## Task to carry out
Starting at the line that contains "Expected: for every instance of the man standing" and ending with the line that contains "[[148, 221]]", rewrite the rows with "dark sedan" swapped for "black sedan" and nothing else changed.

Labeled-object pointing entries:
◆ ◆ ◆ ◆ ◆
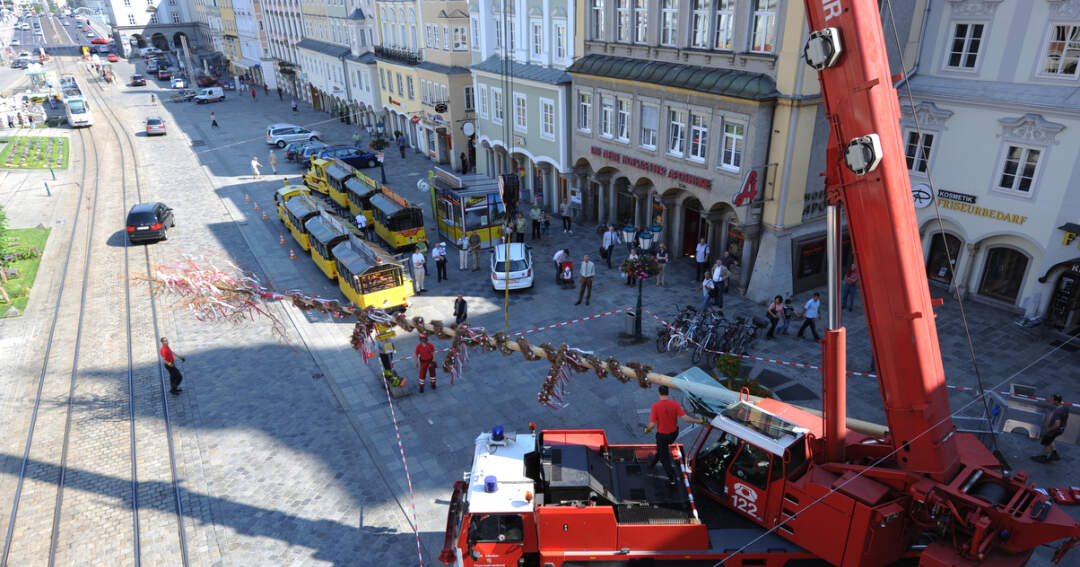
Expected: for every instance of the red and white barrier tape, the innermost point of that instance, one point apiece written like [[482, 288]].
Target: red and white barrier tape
[[544, 327], [852, 373]]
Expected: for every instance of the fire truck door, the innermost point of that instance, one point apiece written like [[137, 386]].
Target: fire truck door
[[495, 540], [747, 482]]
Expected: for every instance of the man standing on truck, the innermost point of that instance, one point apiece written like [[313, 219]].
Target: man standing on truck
[[664, 418]]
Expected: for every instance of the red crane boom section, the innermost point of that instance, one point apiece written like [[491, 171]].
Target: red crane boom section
[[860, 99]]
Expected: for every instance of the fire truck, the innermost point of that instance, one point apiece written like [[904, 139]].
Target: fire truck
[[766, 483]]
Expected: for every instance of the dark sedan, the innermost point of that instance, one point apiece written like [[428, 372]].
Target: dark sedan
[[148, 221]]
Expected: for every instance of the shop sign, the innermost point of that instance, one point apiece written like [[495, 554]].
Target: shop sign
[[981, 211], [703, 183]]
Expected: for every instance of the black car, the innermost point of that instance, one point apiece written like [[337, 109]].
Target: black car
[[356, 157], [148, 221]]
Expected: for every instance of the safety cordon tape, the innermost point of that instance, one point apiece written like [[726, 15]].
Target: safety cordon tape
[[544, 327], [852, 373]]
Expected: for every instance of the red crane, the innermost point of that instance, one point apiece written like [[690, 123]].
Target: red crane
[[767, 483]]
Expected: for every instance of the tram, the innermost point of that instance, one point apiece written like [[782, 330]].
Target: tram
[[396, 221], [368, 277]]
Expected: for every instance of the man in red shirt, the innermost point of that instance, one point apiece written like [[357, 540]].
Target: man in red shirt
[[174, 374], [426, 356], [664, 418]]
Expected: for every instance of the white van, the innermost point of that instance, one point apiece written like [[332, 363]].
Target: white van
[[211, 94]]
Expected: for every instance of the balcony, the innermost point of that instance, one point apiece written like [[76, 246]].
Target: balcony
[[399, 55]]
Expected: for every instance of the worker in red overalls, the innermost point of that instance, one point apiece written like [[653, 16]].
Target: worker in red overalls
[[426, 358]]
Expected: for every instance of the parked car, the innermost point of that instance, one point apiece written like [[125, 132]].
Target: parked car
[[211, 94], [154, 126], [516, 273], [281, 134], [148, 221], [356, 157]]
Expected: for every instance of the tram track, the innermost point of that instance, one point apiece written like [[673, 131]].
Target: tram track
[[90, 442]]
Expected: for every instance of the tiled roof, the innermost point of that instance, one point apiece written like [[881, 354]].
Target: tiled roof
[[526, 71], [712, 80]]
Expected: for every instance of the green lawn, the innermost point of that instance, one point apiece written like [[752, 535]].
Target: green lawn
[[18, 287], [35, 152]]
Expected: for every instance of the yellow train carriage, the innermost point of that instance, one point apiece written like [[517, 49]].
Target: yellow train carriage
[[368, 277], [396, 221], [282, 196], [337, 173], [359, 192], [315, 178], [324, 232], [298, 211]]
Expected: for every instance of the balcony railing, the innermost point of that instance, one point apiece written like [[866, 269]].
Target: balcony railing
[[397, 54]]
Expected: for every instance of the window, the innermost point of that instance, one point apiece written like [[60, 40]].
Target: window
[[765, 26], [584, 111], [547, 119], [964, 50], [640, 21], [521, 112], [1063, 51], [538, 38], [622, 120], [1017, 173], [731, 153], [699, 21], [699, 136], [918, 151], [561, 41], [676, 138], [497, 105], [669, 22], [650, 119], [596, 29], [607, 115], [622, 21]]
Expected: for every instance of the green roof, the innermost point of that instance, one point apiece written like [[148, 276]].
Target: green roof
[[711, 80]]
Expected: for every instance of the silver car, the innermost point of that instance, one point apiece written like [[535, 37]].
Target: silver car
[[281, 135]]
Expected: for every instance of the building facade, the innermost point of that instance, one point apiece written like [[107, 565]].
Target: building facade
[[996, 92], [521, 94]]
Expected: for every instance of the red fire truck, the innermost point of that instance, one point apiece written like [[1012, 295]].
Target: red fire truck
[[766, 483]]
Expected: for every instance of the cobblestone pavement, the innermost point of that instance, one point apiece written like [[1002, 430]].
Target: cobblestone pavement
[[287, 450]]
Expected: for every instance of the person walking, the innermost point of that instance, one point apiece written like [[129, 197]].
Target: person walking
[[1054, 427], [418, 269], [608, 242], [174, 374], [255, 167], [440, 256], [588, 272], [850, 286], [460, 310], [663, 417], [662, 258], [811, 316], [701, 256], [426, 359], [774, 312], [474, 244]]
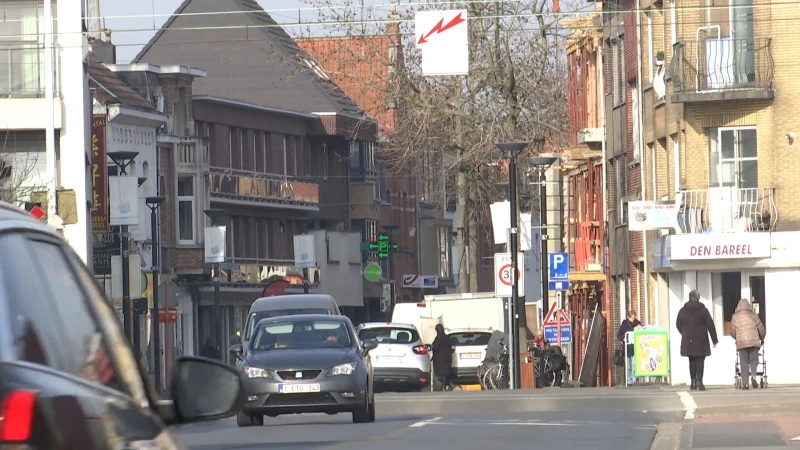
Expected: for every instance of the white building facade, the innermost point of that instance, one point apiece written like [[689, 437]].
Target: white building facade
[[43, 93], [724, 268]]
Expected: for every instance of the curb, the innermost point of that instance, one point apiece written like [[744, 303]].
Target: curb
[[668, 436]]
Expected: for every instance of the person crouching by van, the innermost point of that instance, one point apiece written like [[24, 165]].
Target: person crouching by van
[[442, 357], [749, 332]]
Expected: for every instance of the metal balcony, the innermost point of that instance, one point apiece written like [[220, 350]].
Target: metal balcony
[[257, 189], [727, 210], [717, 69], [22, 71]]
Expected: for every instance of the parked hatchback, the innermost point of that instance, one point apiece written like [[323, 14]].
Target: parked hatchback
[[68, 378], [469, 350], [401, 361]]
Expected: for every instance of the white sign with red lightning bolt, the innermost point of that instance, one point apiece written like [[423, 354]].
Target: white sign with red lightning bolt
[[443, 39]]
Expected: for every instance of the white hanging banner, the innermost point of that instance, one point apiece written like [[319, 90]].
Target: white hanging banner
[[215, 244], [123, 200], [443, 39]]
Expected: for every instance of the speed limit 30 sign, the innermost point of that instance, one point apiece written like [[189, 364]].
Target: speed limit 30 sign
[[503, 274]]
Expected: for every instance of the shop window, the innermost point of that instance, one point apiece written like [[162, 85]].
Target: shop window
[[727, 286]]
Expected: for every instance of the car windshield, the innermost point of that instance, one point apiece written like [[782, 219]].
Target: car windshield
[[389, 335], [462, 339], [257, 316], [301, 335]]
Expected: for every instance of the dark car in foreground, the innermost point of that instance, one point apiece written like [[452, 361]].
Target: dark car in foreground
[[68, 378], [306, 364]]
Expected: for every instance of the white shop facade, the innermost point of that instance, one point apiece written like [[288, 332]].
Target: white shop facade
[[724, 268]]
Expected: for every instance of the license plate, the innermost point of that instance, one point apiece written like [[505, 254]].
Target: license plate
[[389, 359], [297, 388]]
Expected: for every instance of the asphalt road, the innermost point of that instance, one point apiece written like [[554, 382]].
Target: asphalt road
[[563, 419]]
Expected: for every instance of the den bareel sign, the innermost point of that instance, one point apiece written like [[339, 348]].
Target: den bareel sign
[[721, 246]]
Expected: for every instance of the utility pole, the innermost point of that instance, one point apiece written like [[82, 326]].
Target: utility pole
[[123, 159], [155, 317]]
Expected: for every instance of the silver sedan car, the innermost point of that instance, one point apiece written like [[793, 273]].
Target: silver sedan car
[[401, 361], [306, 364]]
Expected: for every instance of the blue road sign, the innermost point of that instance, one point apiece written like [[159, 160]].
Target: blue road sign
[[559, 267], [558, 285], [551, 333]]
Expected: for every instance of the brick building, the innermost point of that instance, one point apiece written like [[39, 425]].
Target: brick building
[[362, 66], [280, 145], [585, 216], [715, 202]]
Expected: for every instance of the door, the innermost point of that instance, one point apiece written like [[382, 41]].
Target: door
[[70, 349], [753, 289]]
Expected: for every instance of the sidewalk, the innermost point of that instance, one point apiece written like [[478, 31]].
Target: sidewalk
[[725, 418]]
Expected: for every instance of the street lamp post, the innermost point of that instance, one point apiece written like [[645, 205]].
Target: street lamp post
[[155, 329], [216, 215], [513, 149], [541, 163], [123, 159], [391, 229]]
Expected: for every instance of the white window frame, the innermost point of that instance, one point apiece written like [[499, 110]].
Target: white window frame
[[242, 134], [265, 148], [230, 146], [325, 167], [717, 143], [650, 54], [653, 168], [444, 260], [285, 165], [192, 202]]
◆ ◆ ◆ ◆ ◆
## Task result
Expected: for every instance of the man standing on truck, the innermost point of that instance, one point apiece written like [[313, 219]].
Target: man standing on truck
[[664, 418]]
Expected: for every instance of the red crane boom section, the innermost point of that instance, one point apiece written like [[491, 171]].
Target: red crane boom section
[[860, 99]]
Expected: for every instance of the fire truck, the innermost point of that instance, one point apiece written like [[904, 139]].
Target: fire truck
[[766, 483]]
Expected: for every instance of the black sedan, the innermost point of that instance, one point apiece written like [[428, 372]].
Target: black sedan
[[148, 221]]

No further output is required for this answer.